*RECORDS SHOWN*
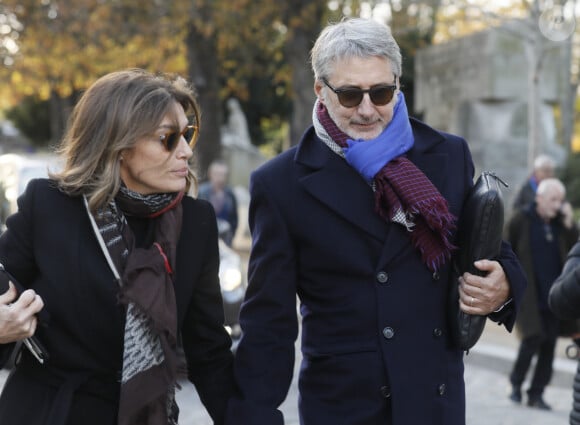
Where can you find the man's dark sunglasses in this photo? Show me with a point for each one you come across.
(171, 138)
(351, 97)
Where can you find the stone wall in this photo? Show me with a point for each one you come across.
(477, 87)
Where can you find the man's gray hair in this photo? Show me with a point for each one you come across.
(356, 37)
(544, 162)
(550, 185)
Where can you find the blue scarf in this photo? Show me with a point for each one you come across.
(369, 156)
(403, 194)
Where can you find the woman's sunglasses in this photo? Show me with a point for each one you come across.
(172, 138)
(351, 97)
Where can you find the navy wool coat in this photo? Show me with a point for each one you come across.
(49, 246)
(375, 341)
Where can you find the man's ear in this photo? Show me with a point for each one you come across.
(318, 86)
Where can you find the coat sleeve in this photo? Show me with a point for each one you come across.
(517, 281)
(564, 298)
(265, 356)
(16, 248)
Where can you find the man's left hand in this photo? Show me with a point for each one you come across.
(481, 295)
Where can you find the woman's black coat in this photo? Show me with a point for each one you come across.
(49, 246)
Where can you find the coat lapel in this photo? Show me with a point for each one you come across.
(338, 186)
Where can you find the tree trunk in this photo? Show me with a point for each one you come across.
(59, 111)
(203, 72)
(298, 45)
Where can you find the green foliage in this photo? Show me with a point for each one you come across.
(31, 117)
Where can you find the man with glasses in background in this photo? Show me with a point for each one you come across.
(359, 220)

*EXERCISE AIM*
Take the line containing "Where can you find the man with" and each line after it up to the last line of the listing, and print them exactly.

*RESPONSE*
Where can you find the man with glasses in background in this photo? Show me with a point for each one you come across.
(359, 220)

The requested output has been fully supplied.